___ Material provided ___

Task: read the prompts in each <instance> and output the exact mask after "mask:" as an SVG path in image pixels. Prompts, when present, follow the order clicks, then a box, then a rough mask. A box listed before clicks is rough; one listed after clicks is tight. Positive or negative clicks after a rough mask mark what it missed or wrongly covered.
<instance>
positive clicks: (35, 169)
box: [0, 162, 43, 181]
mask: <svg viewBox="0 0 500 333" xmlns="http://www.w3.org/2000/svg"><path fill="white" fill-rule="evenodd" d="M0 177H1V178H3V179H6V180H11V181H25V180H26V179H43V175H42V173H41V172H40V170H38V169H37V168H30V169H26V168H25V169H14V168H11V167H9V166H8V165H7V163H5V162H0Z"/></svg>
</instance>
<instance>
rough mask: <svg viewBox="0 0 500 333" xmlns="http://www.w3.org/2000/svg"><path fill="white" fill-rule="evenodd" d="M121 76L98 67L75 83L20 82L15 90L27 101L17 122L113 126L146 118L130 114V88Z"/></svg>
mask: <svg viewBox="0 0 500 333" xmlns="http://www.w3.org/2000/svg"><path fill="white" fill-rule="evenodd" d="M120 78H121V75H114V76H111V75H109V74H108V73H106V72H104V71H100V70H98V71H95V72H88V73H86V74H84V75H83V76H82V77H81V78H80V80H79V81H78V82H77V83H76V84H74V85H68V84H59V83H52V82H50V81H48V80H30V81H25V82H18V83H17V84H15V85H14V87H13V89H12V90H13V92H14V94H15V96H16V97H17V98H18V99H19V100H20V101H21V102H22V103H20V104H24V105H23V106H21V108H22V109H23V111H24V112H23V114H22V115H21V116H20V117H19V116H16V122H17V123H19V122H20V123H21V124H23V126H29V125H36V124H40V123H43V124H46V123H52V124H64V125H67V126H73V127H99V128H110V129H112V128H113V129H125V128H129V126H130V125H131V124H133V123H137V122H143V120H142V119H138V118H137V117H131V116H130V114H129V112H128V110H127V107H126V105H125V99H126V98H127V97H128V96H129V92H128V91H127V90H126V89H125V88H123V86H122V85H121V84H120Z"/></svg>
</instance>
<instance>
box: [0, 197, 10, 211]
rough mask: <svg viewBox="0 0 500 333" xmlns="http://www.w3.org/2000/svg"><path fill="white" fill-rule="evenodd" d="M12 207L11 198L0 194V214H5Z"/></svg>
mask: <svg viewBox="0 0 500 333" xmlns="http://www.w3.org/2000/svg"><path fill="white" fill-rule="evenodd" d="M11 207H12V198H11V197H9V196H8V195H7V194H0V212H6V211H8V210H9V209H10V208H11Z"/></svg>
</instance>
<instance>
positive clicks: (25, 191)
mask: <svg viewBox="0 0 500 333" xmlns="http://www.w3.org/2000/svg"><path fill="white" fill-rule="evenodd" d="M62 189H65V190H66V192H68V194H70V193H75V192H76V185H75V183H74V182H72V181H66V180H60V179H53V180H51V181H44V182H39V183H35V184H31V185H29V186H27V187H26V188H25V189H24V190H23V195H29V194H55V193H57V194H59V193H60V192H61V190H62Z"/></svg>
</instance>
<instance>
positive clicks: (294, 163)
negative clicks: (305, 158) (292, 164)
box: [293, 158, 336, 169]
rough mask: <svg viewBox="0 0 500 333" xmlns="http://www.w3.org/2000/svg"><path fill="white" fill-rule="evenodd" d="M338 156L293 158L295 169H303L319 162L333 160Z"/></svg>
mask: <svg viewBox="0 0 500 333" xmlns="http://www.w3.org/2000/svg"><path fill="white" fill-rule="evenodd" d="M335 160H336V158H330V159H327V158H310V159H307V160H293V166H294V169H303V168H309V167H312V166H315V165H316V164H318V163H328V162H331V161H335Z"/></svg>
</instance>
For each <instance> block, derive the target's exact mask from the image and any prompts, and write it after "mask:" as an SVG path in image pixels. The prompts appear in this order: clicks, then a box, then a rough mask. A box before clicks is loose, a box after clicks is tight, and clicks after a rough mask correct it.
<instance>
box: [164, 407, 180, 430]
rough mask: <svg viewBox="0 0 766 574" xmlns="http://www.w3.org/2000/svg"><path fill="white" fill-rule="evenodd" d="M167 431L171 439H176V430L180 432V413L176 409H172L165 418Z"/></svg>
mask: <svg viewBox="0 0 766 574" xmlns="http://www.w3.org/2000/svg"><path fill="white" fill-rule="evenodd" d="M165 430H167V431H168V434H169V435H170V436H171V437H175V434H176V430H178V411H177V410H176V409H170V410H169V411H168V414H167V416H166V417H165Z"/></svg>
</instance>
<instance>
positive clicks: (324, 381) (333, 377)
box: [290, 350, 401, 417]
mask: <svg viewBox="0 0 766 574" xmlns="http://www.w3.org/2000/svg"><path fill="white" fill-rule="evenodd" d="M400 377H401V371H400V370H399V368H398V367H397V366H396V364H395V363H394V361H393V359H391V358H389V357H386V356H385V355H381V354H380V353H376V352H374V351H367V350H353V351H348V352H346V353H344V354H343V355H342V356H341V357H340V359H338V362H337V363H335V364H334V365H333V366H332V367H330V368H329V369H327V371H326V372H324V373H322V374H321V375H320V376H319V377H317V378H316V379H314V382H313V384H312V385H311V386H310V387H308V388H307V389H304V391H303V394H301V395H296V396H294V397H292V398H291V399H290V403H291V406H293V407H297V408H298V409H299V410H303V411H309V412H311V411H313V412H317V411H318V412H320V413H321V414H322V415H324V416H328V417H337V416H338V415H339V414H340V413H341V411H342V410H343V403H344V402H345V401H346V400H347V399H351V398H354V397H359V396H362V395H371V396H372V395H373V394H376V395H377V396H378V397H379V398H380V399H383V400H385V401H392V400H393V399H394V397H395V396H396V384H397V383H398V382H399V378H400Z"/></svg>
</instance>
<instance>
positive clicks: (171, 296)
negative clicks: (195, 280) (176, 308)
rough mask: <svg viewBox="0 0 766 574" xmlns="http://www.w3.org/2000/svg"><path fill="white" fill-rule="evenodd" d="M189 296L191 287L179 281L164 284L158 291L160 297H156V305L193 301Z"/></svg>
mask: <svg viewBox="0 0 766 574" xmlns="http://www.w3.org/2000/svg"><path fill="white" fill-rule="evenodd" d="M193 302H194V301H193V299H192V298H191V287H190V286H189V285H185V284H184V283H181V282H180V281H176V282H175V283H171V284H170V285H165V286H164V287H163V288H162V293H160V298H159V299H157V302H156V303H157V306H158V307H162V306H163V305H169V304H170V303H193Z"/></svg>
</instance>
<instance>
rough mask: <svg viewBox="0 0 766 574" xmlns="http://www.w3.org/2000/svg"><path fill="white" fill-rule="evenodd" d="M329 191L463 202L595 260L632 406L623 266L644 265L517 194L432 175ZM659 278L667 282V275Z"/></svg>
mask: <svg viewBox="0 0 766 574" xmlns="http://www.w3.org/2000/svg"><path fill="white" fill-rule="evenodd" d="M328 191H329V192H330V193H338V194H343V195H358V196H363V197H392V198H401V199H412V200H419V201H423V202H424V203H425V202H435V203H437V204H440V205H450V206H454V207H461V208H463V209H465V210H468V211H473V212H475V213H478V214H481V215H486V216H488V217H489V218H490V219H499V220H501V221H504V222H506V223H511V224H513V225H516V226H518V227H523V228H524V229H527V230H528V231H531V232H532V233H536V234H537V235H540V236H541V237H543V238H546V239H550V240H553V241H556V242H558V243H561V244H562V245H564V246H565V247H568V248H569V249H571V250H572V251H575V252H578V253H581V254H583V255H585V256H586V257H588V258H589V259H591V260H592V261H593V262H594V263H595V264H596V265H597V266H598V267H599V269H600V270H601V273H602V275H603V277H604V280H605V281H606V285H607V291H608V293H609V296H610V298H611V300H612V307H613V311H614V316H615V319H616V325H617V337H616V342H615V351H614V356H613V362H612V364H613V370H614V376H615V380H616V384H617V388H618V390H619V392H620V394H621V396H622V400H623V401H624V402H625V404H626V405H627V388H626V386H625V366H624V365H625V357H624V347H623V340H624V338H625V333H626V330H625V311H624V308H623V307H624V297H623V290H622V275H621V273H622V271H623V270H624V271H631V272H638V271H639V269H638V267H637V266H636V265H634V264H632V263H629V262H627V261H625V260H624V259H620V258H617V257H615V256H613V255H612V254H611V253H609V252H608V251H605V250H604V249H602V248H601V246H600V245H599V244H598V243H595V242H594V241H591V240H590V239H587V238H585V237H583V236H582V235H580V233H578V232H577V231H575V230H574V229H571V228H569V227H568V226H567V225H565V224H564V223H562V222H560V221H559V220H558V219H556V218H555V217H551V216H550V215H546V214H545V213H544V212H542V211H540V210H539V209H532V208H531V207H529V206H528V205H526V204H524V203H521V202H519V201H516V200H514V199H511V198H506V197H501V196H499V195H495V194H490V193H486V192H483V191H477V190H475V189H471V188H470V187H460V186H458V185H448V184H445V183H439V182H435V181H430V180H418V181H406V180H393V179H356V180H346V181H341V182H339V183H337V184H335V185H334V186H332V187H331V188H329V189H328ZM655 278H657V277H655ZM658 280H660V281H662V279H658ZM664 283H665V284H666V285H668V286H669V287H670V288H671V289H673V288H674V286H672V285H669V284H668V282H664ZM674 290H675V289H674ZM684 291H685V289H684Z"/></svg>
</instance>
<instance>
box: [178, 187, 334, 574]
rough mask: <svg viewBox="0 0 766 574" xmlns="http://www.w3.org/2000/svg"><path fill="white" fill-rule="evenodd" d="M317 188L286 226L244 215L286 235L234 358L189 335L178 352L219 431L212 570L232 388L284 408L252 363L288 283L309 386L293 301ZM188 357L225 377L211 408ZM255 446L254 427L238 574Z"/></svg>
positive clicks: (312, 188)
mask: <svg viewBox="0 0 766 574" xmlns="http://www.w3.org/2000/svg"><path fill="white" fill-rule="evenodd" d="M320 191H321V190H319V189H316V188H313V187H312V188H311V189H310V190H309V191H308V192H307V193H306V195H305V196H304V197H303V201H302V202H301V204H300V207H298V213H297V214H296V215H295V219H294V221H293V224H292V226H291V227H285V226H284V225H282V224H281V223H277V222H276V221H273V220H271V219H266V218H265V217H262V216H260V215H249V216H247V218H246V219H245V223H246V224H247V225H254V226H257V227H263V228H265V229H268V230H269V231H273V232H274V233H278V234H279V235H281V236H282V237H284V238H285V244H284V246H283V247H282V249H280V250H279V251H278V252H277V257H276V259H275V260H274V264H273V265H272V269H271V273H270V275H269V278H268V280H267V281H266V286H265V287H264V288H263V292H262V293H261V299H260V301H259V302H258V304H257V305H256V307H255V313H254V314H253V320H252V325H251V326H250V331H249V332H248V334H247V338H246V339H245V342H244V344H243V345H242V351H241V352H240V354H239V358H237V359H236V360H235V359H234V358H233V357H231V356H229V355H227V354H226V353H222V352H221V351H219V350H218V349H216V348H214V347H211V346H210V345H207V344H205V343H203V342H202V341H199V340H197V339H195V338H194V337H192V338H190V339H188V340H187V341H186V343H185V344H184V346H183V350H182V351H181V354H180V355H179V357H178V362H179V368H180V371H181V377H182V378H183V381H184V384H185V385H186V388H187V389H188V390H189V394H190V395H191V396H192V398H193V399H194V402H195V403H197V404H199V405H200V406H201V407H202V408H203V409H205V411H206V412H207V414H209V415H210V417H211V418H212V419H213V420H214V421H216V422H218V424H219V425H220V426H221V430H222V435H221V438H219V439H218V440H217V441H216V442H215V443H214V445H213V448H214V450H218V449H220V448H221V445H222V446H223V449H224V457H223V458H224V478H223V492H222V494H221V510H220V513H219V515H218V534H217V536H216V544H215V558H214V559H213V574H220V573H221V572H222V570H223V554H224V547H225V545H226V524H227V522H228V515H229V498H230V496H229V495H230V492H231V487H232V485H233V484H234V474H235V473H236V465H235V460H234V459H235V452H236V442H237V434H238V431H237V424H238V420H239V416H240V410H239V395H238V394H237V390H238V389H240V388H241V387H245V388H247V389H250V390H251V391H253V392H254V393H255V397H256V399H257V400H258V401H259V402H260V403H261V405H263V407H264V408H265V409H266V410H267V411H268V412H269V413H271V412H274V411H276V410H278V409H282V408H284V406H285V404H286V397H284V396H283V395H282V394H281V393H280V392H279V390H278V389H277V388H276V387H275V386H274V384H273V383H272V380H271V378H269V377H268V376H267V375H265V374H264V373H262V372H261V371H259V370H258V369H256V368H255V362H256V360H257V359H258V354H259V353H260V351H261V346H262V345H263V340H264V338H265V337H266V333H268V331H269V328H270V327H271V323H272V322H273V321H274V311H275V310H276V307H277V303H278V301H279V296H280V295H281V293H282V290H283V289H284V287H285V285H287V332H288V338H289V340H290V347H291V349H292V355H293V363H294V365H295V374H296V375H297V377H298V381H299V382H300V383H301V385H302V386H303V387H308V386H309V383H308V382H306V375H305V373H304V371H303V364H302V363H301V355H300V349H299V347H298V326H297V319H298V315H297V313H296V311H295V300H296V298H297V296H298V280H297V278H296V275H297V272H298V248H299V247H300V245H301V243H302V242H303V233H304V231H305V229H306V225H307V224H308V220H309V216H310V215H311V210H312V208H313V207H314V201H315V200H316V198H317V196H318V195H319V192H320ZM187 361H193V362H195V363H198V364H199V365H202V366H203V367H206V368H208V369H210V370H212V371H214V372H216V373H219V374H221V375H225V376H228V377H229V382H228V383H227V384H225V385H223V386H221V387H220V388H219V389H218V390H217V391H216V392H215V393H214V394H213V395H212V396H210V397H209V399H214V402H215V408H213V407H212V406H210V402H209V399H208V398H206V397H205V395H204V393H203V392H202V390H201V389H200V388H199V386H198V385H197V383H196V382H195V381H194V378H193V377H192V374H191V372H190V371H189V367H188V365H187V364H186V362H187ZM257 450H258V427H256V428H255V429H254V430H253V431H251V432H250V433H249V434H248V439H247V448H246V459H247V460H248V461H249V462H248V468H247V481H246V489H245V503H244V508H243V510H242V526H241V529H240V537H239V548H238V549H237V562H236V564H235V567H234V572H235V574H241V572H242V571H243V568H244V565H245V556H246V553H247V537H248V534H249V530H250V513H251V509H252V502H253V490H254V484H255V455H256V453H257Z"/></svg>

___

Using the data above, print exactly the lines from the line that contains "box: [164, 407, 180, 430]" through the line that contains "positive clicks: (324, 381) (333, 377)", with both included.

## [Written solution]
box: [164, 407, 180, 430]
rough mask: <svg viewBox="0 0 766 574" xmlns="http://www.w3.org/2000/svg"><path fill="white" fill-rule="evenodd" d="M167 431L171 439H176V430L180 432V413L176 409H172L165 418Z"/></svg>
mask: <svg viewBox="0 0 766 574" xmlns="http://www.w3.org/2000/svg"><path fill="white" fill-rule="evenodd" d="M165 430H167V431H168V434H169V435H170V436H171V437H175V434H176V430H178V411H177V410H176V409H170V410H169V411H168V414H167V416H166V417H165Z"/></svg>
</instance>
<instance>
positive clicks: (324, 381) (333, 377)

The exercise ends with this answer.